## [WHAT IS BEING ASKED]
Rewrite every line of the material below as a Markdown table with the columns "Row" and "Line," leaving out any blank lines.

## [Dataset excerpt]
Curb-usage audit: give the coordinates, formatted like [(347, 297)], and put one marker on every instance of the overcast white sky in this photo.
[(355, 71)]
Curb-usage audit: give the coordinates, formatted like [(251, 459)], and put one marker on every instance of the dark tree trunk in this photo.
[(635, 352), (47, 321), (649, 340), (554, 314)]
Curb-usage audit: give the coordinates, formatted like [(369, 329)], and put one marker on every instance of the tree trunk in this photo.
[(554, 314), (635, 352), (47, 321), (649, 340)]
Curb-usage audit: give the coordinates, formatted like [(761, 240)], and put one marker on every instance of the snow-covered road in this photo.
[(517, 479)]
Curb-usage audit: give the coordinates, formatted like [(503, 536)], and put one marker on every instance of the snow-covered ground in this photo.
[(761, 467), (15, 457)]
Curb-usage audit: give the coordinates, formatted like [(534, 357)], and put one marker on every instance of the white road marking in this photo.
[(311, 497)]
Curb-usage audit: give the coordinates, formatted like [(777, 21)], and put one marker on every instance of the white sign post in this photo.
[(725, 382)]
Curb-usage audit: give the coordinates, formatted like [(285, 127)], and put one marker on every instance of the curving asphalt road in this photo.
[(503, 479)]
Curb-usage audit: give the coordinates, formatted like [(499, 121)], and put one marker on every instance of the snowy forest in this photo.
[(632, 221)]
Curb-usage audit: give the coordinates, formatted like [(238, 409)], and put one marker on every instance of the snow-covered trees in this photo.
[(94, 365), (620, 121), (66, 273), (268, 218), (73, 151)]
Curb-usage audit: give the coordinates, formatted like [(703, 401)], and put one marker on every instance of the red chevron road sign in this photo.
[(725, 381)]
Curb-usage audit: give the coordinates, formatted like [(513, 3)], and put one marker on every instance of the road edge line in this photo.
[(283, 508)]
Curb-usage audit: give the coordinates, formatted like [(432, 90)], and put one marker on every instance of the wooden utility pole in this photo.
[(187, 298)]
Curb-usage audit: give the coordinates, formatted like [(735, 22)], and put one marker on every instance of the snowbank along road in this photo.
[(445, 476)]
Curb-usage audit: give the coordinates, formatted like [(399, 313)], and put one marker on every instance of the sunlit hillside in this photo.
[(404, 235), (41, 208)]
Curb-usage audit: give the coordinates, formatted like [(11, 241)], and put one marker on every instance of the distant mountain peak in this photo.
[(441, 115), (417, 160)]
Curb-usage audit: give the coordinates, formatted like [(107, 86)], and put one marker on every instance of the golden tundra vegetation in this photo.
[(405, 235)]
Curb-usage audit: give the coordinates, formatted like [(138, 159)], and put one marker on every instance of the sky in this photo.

## [SOLVED EXERCISE]
| Row | Line |
|---|---|
| 1 | Curb-usage audit: give the coordinates, formatted like [(347, 297)], and put one marker on every instance of the overcast white sky in this photo. |
| 2 | [(355, 71)] |
| 3 | Curb-usage audit: give the coordinates, formatted like [(251, 459)], and put one marker on every instance of the dark tree trunk in this photo. |
| 4 | [(635, 352), (47, 321), (649, 340), (554, 314)] |
| 5 | Curb-usage audit: give the coordinates, formatted like [(369, 329)], and put one marker on every instance of the tree trunk in this photo. |
| 6 | [(554, 314), (635, 352), (47, 321), (649, 340)] |
| 7 | Curb-usage audit: give the coordinates, formatted like [(761, 240)], and put one marker on every instance of the snow-covered road in this photo. |
| 8 | [(517, 479)] |
| 9 | Curb-usage audit: give the coordinates, formatted like [(503, 536)], and put one marker on every instance of the snow-covered ground in this photo. |
| 10 | [(761, 467), (15, 457)] |
| 11 | Curb-usage audit: give the coordinates, formatted like [(534, 357)], and put one marker on every instance of the white road marking in this photo. |
| 12 | [(311, 497)] |
| 13 | Curb-usage audit: give the coordinates, formatted like [(777, 21)], and put one marker on every instance of the white sign post in this photo. |
| 14 | [(725, 382)] |
| 15 | Curb-usage audit: give the coordinates, formatted like [(285, 127)], and put one marker on every instance of the curving asphalt road in this photo. |
| 16 | [(503, 479)] |
| 17 | Curb-usage audit: give the coordinates, formatted like [(499, 121)], and put one marker on every instance of the snowy forest in this photo. |
| 18 | [(632, 221)] |
| 19 | Curb-usage audit: give the coordinates, formatted like [(238, 409)], and put one marker on every instance of the snow-covered trees in this photo. |
| 20 | [(94, 365), (620, 121), (66, 273), (268, 218), (73, 151)] |
| 21 | Curb-usage audit: give the coordinates, formatted like [(703, 401)], and put one marker on every instance of the red chevron road sign in this photo. |
| 22 | [(725, 381)] |
| 23 | Curb-usage audit: give the coordinates, formatted like [(513, 3)], and put one marker on every instance of the road edge line in this photo. |
| 24 | [(283, 508)] |
| 25 | Curb-usage audit: give the coordinates, formatted like [(432, 90)], and put one marker on every instance of the wooden utility pole in this photo. |
| 26 | [(187, 298)] |
| 27 | Curb-usage audit: give the coordinates, formatted like [(735, 22)], and put one marker on every instance of the snowbank along road in this photo. |
| 28 | [(445, 476)] |
| 29 | Curb-usage audit: give the coordinates, formatted like [(399, 313)], and put one marker on every instance of the sunlit hillside in this photo. |
| 30 | [(404, 235), (41, 208)] |
| 31 | Curb-usage audit: give the coordinates, formatted like [(11, 241)], and put one marker on every instance of the distant mountain peak in this photo. |
| 32 | [(441, 115), (417, 160)] |
| 33 | Curb-usage audit: give the coordinates, formatted like [(107, 86)], and put one marker on every instance of the golden tundra vegetation in this photo. |
| 34 | [(405, 235)] |
| 35 | Curb-usage audit: give the coordinates, formatted like [(138, 159)], and put one marker on every instance of the sky in this photo. |